* **DIRECTIONS FOR THIS TASK**
Lay out the lines of the listing below as a JSON list of strings, one string per line, omitting blank lines. Include only the lines starting with the one containing "In which part of this drawing can the reflection" and continuing through the one containing "(68, 49), (97, 63)".

[Rows from a dataset]
---*---
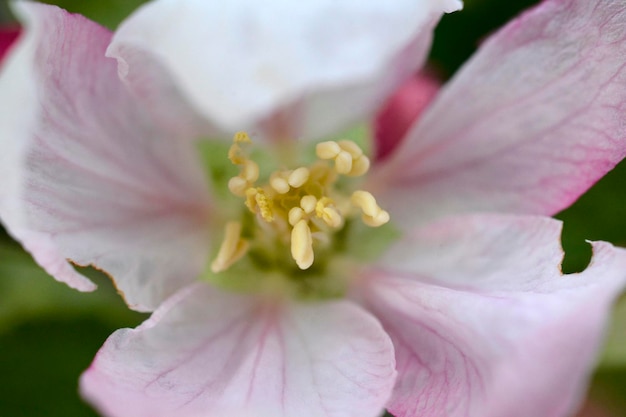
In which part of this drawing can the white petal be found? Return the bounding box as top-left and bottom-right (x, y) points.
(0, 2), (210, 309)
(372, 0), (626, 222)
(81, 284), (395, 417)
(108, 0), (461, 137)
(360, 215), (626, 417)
---*---
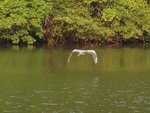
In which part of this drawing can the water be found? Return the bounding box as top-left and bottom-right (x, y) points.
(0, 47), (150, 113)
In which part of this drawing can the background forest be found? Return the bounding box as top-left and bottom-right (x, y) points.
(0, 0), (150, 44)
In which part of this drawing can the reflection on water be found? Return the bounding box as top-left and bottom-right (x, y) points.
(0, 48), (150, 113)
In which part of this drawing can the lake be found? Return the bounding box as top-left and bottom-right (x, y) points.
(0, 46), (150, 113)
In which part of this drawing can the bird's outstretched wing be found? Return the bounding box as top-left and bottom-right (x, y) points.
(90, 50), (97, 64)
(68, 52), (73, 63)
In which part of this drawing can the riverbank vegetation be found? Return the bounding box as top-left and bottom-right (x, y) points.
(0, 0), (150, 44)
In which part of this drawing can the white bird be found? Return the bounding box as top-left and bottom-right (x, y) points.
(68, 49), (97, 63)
---*---
* **RESPONSE TO THIS TASK**
[
  "In which part of this drawing can the reflection on water be found? Return the bounding box as top-left and bottom-right (x, y) points.",
  "(0, 48), (150, 113)",
  "In which part of this drawing can the lake be found? Return the bounding box as top-left and bottom-right (x, y) points.",
  "(0, 46), (150, 113)",
  "In which part of this drawing can the bird's outstretched wing be found? Return the bounding box as top-left and bottom-right (x, y) points.",
  "(90, 50), (97, 64)",
  "(68, 52), (73, 63)",
  "In which part of this drawing can the riverbank vegetation be found? Return the bounding box as top-left and bottom-right (x, y) points.",
  "(0, 0), (150, 44)",
  "In which part of this drawing can the white bird be found? Return the bounding box as top-left and bottom-right (x, y) points.",
  "(68, 49), (97, 63)"
]